***** PROVIDED DATA
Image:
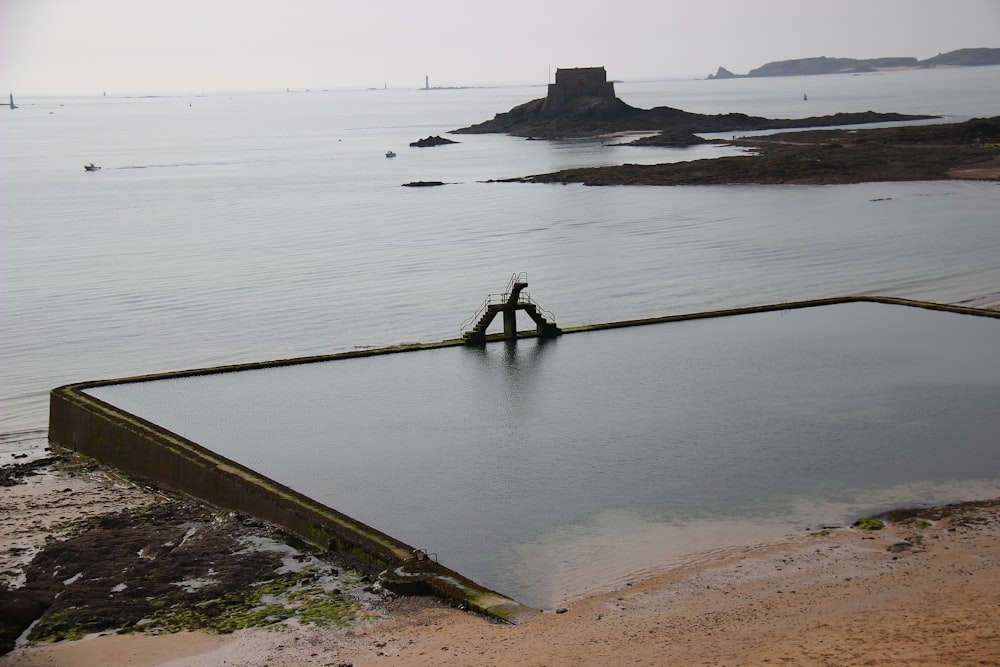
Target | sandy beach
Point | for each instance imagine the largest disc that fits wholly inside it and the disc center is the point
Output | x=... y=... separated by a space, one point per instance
x=914 y=593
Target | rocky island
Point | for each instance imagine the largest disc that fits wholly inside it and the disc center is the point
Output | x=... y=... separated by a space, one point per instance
x=969 y=150
x=582 y=103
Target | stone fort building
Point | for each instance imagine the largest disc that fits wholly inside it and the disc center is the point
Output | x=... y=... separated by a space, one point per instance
x=578 y=82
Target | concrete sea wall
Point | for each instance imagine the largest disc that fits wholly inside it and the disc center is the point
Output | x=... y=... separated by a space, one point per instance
x=146 y=451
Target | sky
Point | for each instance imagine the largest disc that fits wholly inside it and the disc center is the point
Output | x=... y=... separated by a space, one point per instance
x=90 y=47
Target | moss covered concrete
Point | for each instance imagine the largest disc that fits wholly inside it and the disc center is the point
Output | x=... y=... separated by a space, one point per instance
x=82 y=423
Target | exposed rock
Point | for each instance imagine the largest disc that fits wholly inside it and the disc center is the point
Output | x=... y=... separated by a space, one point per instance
x=931 y=152
x=432 y=141
x=594 y=116
x=722 y=73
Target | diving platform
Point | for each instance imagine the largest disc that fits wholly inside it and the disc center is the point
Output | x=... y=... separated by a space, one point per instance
x=508 y=303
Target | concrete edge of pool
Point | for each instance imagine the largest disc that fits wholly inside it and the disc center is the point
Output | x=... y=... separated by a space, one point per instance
x=82 y=423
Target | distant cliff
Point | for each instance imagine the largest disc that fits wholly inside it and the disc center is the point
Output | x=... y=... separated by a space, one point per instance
x=824 y=65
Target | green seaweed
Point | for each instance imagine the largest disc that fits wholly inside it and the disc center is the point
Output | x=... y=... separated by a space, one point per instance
x=869 y=523
x=290 y=596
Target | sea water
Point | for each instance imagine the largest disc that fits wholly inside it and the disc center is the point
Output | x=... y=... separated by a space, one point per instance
x=233 y=228
x=547 y=469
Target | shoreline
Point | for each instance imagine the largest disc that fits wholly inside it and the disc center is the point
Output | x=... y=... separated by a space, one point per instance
x=910 y=593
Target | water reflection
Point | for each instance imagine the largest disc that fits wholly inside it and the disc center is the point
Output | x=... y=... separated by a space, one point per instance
x=543 y=468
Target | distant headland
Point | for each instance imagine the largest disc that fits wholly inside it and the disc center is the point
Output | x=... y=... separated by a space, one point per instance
x=582 y=103
x=823 y=65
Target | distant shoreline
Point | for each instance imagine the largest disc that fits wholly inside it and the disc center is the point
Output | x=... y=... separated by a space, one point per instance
x=969 y=150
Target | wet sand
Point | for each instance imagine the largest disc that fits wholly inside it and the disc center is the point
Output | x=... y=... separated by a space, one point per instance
x=908 y=594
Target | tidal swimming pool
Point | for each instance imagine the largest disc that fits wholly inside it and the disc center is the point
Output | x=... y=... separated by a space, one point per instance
x=549 y=469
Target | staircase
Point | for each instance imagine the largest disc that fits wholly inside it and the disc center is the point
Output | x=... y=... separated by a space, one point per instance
x=509 y=303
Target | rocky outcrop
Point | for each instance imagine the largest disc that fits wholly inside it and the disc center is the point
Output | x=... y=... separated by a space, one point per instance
x=722 y=73
x=593 y=116
x=431 y=141
x=915 y=153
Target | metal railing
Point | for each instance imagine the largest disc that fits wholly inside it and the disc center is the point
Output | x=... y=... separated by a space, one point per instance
x=499 y=299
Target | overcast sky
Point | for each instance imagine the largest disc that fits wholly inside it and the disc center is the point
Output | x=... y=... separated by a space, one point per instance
x=202 y=46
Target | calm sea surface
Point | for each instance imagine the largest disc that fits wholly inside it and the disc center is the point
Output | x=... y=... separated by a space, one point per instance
x=549 y=469
x=224 y=229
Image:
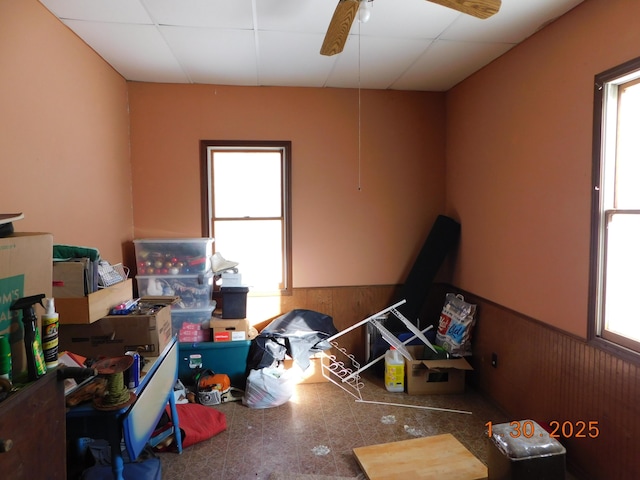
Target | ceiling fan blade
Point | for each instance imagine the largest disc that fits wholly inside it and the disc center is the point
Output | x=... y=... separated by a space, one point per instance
x=476 y=8
x=339 y=27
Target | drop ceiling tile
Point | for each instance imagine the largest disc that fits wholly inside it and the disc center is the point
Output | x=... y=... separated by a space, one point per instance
x=446 y=63
x=515 y=21
x=375 y=63
x=138 y=52
x=406 y=19
x=214 y=56
x=121 y=11
x=228 y=14
x=300 y=16
x=292 y=60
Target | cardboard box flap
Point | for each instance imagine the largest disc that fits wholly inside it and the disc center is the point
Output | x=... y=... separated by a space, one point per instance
x=457 y=363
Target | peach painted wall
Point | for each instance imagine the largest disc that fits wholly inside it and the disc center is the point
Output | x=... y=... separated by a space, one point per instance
x=64 y=133
x=341 y=235
x=519 y=161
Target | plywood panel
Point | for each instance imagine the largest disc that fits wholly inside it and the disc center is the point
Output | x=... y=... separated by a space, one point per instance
x=428 y=458
x=551 y=376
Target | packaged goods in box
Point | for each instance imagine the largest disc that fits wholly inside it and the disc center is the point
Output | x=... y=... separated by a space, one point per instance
x=92 y=307
x=230 y=330
x=229 y=358
x=178 y=256
x=434 y=376
x=234 y=302
x=25 y=270
x=523 y=450
x=195 y=291
x=192 y=325
x=116 y=334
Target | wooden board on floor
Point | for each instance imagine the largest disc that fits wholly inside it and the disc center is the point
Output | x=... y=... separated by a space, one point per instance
x=438 y=457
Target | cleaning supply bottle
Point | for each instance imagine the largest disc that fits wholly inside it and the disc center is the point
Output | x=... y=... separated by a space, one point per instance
x=393 y=371
x=33 y=346
x=50 y=334
x=5 y=357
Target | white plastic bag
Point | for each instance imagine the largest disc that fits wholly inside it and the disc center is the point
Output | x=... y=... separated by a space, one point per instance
x=269 y=387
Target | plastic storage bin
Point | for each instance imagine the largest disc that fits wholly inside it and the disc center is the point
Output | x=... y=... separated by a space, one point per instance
x=192 y=325
x=221 y=357
x=524 y=451
x=179 y=256
x=234 y=302
x=195 y=291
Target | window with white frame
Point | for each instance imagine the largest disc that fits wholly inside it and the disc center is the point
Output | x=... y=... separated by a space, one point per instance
x=246 y=201
x=615 y=269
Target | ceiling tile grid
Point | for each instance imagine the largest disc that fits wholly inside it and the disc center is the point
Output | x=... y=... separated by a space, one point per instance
x=406 y=44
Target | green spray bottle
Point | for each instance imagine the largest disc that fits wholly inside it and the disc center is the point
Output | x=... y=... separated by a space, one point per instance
x=35 y=356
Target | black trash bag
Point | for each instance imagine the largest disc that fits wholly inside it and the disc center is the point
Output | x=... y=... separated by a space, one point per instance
x=301 y=333
x=265 y=351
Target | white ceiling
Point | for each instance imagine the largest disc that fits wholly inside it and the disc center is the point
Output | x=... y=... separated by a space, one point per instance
x=406 y=45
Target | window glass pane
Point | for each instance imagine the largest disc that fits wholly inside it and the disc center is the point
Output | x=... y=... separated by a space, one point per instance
x=247 y=184
x=257 y=246
x=628 y=148
x=622 y=282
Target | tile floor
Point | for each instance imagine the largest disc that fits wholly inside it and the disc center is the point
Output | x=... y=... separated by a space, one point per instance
x=316 y=431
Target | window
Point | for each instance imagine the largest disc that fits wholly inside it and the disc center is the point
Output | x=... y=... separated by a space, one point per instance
x=247 y=209
x=615 y=268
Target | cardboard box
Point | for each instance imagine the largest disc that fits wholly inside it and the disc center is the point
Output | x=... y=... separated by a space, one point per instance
x=25 y=270
x=116 y=334
x=70 y=279
x=313 y=374
x=92 y=307
x=230 y=330
x=434 y=376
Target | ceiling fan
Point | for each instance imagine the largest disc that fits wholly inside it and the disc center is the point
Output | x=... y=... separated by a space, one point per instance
x=347 y=10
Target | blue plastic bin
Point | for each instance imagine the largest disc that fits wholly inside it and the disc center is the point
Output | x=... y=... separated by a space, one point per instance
x=221 y=357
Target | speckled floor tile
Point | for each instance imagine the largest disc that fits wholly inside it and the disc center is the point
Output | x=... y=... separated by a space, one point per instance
x=316 y=431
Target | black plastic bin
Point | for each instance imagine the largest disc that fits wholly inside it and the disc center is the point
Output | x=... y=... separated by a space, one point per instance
x=234 y=302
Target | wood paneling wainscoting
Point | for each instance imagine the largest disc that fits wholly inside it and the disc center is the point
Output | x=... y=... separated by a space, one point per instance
x=548 y=375
x=543 y=373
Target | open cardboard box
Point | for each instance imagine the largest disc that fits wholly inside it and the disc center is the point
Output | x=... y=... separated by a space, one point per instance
x=434 y=376
x=114 y=335
x=313 y=374
x=93 y=307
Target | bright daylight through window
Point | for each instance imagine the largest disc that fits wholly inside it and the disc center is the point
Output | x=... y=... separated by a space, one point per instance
x=248 y=211
x=615 y=278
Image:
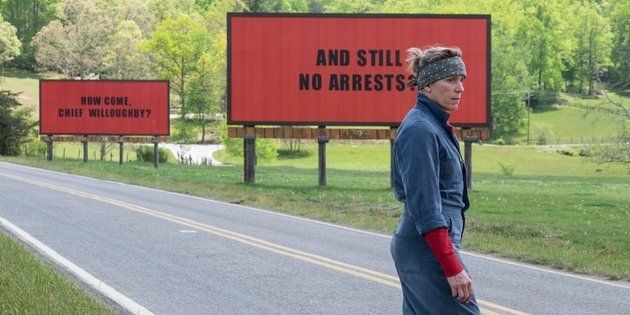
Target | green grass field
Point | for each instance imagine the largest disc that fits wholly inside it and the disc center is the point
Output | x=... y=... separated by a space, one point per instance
x=29 y=287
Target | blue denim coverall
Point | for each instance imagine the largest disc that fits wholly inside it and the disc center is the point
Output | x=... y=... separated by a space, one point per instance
x=429 y=179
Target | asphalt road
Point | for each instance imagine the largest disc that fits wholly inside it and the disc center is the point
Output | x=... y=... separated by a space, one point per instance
x=177 y=254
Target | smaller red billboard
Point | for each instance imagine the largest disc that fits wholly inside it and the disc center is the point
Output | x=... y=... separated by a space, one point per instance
x=73 y=107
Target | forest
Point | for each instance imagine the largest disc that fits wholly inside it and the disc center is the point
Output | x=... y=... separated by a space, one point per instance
x=539 y=48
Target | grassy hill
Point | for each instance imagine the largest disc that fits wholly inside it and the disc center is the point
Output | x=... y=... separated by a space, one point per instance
x=578 y=120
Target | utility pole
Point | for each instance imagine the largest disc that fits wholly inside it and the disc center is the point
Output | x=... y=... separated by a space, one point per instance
x=529 y=110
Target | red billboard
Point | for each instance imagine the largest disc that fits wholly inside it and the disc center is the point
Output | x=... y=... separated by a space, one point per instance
x=341 y=69
x=73 y=107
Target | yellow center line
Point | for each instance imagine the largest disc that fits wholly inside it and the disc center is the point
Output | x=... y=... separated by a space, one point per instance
x=363 y=273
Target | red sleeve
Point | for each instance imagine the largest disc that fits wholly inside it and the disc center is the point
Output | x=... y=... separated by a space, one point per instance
x=442 y=248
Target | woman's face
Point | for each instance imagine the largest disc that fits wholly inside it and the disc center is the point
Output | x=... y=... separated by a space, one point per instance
x=447 y=92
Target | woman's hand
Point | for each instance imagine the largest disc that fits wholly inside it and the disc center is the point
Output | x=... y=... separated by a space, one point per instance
x=461 y=286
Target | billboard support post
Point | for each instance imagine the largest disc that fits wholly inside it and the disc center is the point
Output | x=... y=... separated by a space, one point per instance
x=321 y=143
x=49 y=147
x=391 y=163
x=392 y=155
x=249 y=150
x=120 y=149
x=156 y=156
x=468 y=140
x=85 y=152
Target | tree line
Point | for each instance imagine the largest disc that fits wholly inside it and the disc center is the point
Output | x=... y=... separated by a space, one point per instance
x=538 y=47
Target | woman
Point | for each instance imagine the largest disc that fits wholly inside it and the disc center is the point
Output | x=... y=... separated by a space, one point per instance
x=429 y=179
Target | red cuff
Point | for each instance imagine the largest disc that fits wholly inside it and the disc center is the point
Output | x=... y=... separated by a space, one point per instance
x=442 y=248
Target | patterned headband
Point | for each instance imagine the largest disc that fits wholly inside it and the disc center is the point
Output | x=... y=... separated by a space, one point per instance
x=441 y=69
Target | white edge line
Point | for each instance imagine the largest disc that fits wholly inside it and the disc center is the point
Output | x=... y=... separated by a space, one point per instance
x=83 y=275
x=546 y=270
x=336 y=226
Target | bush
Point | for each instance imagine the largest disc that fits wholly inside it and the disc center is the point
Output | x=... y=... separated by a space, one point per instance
x=144 y=153
x=15 y=124
x=34 y=147
x=266 y=149
x=543 y=99
x=568 y=151
x=184 y=132
x=507 y=169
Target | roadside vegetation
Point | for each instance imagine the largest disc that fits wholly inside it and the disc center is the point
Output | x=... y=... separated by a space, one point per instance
x=29 y=287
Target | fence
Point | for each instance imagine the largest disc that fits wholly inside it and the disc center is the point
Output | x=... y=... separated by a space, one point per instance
x=541 y=140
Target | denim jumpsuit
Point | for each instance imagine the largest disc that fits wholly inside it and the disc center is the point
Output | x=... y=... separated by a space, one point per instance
x=429 y=179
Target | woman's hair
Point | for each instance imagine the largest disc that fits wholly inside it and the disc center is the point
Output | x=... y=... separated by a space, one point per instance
x=418 y=58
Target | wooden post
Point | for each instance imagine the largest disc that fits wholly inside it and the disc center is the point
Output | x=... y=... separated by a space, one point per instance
x=49 y=143
x=85 y=149
x=392 y=169
x=392 y=156
x=249 y=153
x=468 y=140
x=321 y=142
x=120 y=149
x=156 y=156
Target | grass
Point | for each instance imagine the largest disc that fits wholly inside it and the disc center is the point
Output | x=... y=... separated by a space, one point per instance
x=27 y=286
x=562 y=211
x=570 y=123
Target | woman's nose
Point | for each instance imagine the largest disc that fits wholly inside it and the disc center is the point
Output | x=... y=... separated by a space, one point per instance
x=459 y=87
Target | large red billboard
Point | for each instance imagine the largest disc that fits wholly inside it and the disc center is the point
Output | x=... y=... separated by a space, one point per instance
x=73 y=107
x=340 y=69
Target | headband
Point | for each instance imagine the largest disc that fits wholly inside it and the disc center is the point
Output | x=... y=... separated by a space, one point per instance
x=441 y=69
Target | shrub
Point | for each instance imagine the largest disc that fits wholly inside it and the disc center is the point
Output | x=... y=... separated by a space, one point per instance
x=568 y=151
x=507 y=169
x=34 y=147
x=144 y=153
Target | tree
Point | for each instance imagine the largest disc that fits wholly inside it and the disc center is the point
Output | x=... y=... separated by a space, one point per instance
x=28 y=17
x=509 y=55
x=176 y=46
x=9 y=43
x=15 y=124
x=546 y=36
x=594 y=45
x=620 y=20
x=124 y=59
x=76 y=43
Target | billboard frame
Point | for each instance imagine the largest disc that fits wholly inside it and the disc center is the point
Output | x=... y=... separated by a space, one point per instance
x=168 y=109
x=230 y=15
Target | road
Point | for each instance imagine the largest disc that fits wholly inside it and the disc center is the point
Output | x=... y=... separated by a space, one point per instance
**********
GOAL OF THE EXERCISE | The word "bottle" may occur in lines of the data above; say how many lines hold it, giving only the number.

ANSWER SPACE | 2